If robotic lizards can goad wild lizards into a territorial dance-off, can robots in scrubs make a human patient feel cared-for? Thanks to a tradition of trickery in animal behavior research and the increasing sophistication of robotics, the question isn’t as absurd as it seems.
We start with a team of biologists led by David L. Clark of Alma College. They studied lava lizards on the Galapagos Islands. These smallish reptiles defend their territories and advertise themselves to mates by doing a series of head-bobbing push-ups. Several unique species of lava lizard populate the Galapagos, all in the genus Microlophus and all evolutionary offshoots from the mainland Microlophus species.
Clark and his team wanted to test how the lizards responded to their own species versus their taxonomic siblings in Microlophus as a way of probing their evolutionary history. They picked three separate species to focus on: M. grayii, M. indefatigabilis, and the mainland M. occipitalis.
Problem is, following these skittery little guys around and tracking their interactions would be a logistical nightmare using wild lizards—to say nothing of the fact that individuals from each species live miles, apart separated by ocean. If only there was a way to guarantee the sort of cross-species interaction the team was interested in, but in an otherwise wild setting.

**DATA UNDER STUDY:**
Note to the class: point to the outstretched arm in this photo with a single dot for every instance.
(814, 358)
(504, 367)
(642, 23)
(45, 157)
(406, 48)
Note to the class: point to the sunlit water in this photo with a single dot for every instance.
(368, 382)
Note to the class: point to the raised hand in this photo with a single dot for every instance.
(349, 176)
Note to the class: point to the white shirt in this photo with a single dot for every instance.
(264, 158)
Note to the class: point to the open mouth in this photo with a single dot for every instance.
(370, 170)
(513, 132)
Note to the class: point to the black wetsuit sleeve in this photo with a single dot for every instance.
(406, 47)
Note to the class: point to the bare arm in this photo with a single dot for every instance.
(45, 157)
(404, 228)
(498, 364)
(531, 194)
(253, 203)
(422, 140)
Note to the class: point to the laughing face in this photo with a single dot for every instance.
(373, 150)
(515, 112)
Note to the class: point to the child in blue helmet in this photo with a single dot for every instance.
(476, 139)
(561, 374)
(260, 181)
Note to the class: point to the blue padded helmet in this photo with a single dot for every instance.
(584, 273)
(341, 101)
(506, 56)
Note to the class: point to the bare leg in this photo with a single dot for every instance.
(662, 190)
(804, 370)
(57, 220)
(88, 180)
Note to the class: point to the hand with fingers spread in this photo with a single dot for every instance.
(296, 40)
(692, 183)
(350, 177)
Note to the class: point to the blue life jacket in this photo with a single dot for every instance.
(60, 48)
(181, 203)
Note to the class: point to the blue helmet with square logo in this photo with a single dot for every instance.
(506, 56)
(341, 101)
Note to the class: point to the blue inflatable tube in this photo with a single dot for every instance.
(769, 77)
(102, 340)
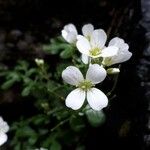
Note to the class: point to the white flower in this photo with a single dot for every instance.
(69, 33)
(39, 62)
(85, 87)
(95, 47)
(122, 55)
(3, 129)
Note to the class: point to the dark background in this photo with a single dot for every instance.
(27, 24)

**THE TASK:** Extend the piece on robotic lizards and wild lava lizards above with a few more paragraphs, starting after its final sentence.

**REPLY:**
So the team built dummy lizards. Using some wooden dowels, a small motor, latex, and a bit of Photoshop wizardry, Clark’s team produced facsimiles of each of the three species they had chosen for study. The model lizards were mounted atop gray plastic bins housing the motor and their electronic guts. The researchers programmed in the bobbing pattern of each species, and could trigger the robots to dance using an iPad. All that was left was to find some wild lizards to subject to the dance stylings of their robots and record the resulting interactions.
You can read more about the evolutionary implications of the study in this blog post by Felicity Muth at Scientific American. What’s of greater interest to us is the successful use of robots to get the lizards riled up.
What other animals could be fooled into treating robots as one of their own? Hunters have long known that a well-carved chunk of wood and a good paint job is all it takes to lure ducks to their doom. A 2012 review in Communicative and Integrative Biology frames the use of robots as a natural extension of a tradition in animal behavior research that began with inert models and simple decoys.
Living systems famously resist control. Models and robots offer scientists a modicum of command over otherwise unwieldy factors, like when and where a lizard chooses to dance. Robots, the authors argue, are particularly useful when it comes to the complicated world of animal social interactions. They offer amphibian examples: several different studies used “faux frogs” to re-create the visual and auditory cues of a frog mating display. (One robo-frog had pneumatic vocal sacs made of condoms.) Having separate control over the two parts of a frog’s display—the inflation and the singing—allowed researchers to ask which was more important to mating success.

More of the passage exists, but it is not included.